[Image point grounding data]
+++++

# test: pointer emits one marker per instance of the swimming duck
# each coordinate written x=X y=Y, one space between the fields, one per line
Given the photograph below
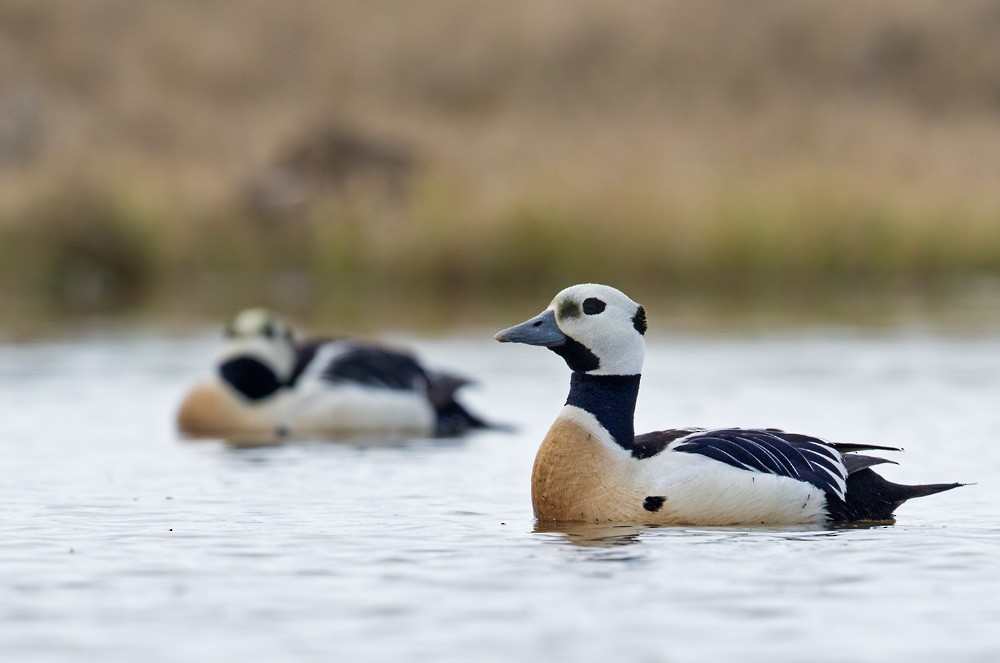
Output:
x=591 y=467
x=269 y=385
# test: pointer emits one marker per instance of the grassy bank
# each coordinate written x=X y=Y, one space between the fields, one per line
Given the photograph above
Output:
x=318 y=156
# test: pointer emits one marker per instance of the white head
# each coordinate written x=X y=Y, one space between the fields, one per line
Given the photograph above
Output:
x=595 y=328
x=261 y=335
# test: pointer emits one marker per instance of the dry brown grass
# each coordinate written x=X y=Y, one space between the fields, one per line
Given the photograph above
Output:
x=661 y=145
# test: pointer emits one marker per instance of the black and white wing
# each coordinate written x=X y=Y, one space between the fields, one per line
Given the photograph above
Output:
x=376 y=367
x=772 y=451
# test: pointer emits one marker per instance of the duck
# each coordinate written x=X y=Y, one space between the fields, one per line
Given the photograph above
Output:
x=268 y=385
x=592 y=468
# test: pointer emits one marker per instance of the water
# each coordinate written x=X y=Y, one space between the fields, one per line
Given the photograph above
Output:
x=119 y=541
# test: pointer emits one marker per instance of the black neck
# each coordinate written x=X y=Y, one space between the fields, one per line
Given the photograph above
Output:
x=250 y=377
x=611 y=399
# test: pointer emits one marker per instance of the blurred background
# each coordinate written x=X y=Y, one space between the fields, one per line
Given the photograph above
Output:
x=435 y=163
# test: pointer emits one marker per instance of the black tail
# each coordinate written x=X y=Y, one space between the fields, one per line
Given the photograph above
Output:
x=454 y=419
x=870 y=497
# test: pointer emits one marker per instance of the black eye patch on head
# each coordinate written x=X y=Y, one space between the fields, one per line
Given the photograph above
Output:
x=593 y=305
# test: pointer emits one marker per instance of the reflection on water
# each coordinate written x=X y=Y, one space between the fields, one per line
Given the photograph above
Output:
x=121 y=541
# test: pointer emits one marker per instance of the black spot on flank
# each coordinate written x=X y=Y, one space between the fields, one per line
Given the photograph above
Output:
x=653 y=504
x=639 y=320
x=568 y=309
x=593 y=305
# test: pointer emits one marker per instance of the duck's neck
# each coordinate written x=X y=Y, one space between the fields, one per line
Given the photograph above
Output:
x=251 y=377
x=611 y=399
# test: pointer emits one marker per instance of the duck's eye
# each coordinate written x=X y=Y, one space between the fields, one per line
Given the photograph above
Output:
x=593 y=305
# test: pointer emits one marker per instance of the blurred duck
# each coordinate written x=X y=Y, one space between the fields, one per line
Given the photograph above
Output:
x=591 y=467
x=267 y=385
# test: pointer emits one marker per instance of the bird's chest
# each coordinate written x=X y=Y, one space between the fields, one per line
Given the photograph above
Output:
x=579 y=477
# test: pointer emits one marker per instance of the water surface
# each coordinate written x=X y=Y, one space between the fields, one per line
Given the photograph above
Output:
x=120 y=541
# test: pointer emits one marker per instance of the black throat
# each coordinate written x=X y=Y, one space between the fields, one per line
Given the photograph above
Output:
x=611 y=399
x=250 y=377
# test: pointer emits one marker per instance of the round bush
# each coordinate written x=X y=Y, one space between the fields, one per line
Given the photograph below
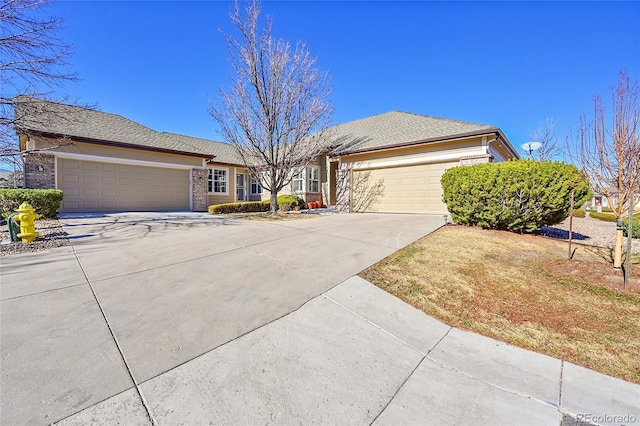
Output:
x=519 y=196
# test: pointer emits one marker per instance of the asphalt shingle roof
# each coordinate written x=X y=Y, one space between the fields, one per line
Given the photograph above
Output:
x=380 y=131
x=398 y=128
x=72 y=121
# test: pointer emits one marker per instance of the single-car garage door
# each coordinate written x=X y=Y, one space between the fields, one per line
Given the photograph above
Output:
x=409 y=189
x=91 y=186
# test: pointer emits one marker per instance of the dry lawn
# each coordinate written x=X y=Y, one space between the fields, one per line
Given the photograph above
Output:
x=521 y=289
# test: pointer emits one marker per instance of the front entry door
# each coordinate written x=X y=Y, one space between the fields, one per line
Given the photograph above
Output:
x=241 y=192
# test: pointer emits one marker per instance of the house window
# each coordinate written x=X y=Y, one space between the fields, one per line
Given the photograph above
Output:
x=314 y=179
x=256 y=188
x=298 y=181
x=218 y=181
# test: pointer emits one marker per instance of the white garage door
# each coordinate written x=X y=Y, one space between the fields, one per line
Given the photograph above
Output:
x=91 y=186
x=410 y=189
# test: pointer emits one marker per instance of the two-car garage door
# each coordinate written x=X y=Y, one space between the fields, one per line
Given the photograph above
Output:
x=406 y=189
x=91 y=186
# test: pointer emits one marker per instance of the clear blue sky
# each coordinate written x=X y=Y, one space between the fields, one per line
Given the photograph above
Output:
x=510 y=64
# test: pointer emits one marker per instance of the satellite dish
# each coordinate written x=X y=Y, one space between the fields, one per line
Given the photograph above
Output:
x=531 y=146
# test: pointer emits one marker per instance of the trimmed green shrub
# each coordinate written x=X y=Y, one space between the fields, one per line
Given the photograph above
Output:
x=285 y=202
x=578 y=213
x=242 y=207
x=289 y=202
x=605 y=217
x=45 y=202
x=519 y=196
x=635 y=226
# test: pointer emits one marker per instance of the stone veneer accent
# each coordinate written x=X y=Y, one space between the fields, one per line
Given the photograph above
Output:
x=200 y=197
x=34 y=178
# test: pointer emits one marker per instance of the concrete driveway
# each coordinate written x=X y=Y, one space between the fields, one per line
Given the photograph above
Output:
x=194 y=319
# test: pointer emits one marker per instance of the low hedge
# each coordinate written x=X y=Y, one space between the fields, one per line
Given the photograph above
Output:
x=289 y=202
x=285 y=202
x=45 y=202
x=635 y=226
x=241 y=207
x=578 y=213
x=606 y=217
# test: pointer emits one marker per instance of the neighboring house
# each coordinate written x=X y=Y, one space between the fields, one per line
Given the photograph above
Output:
x=104 y=162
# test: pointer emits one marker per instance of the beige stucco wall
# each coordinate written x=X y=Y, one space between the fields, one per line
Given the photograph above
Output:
x=230 y=196
x=81 y=148
x=319 y=161
x=432 y=152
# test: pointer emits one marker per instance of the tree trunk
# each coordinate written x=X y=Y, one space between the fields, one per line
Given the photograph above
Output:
x=274 y=193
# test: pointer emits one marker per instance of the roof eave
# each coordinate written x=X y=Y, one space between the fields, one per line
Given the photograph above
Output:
x=119 y=144
x=491 y=130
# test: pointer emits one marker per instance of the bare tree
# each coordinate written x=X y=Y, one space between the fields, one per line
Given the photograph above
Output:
x=610 y=154
x=547 y=135
x=276 y=112
x=32 y=57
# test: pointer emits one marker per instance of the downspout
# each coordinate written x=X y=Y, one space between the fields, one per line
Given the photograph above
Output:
x=496 y=137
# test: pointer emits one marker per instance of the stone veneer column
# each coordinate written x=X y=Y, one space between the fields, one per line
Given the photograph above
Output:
x=199 y=194
x=40 y=171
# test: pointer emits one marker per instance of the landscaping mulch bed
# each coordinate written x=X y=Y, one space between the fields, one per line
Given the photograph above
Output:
x=52 y=235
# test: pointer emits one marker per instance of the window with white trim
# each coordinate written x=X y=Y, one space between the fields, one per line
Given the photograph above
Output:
x=314 y=178
x=218 y=181
x=256 y=188
x=298 y=181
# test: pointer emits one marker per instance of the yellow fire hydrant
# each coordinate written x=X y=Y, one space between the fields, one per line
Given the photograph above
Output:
x=27 y=216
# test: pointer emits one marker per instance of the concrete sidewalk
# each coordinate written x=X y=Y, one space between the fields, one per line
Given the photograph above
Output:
x=192 y=320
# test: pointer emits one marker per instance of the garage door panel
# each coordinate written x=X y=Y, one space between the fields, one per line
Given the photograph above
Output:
x=410 y=189
x=96 y=186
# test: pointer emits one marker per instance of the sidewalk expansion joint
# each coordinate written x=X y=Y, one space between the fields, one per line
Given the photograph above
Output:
x=51 y=290
x=398 y=390
x=115 y=339
x=232 y=340
x=375 y=325
x=493 y=385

+++++

§ EXERCISE OBJECTIVE: Each line of the entries holding the string "neck" should be found and copied.

§ SOLVED PROBLEM:
# test: pointer emits one marker per instance of the black neck
# test: pointer emits one marker per instance of the duck's neck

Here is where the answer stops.